(Input for this task):
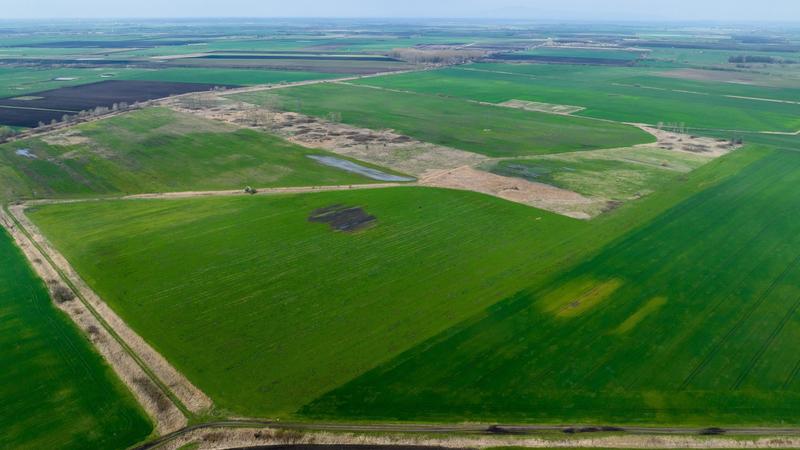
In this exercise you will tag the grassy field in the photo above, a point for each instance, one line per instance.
(488, 130)
(251, 279)
(690, 319)
(619, 94)
(618, 54)
(157, 150)
(57, 393)
(617, 175)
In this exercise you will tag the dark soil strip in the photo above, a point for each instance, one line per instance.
(340, 447)
(343, 218)
(87, 97)
(306, 57)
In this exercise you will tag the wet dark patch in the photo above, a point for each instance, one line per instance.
(343, 218)
(339, 447)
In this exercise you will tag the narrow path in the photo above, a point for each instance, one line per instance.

(Given instruction): Give back every line of the records above word for word, leaving out the pictures.

(Response to the task):
In this exercise you will tag the grassy field in the photo above, a point for each instance, one line per instance.
(488, 130)
(251, 279)
(690, 319)
(619, 94)
(618, 54)
(157, 150)
(57, 393)
(617, 175)
In this exercise you will tag the dark soil strip in the photo above, a point for each instance, one line per instance.
(340, 447)
(343, 218)
(87, 97)
(306, 57)
In this exercise you will tag the wet dark patch in the photo above, a point for each instance, one line per instance.
(343, 218)
(339, 447)
In this exercise you will tag the narrow path in the photo above, a point for each instance, one line per instance.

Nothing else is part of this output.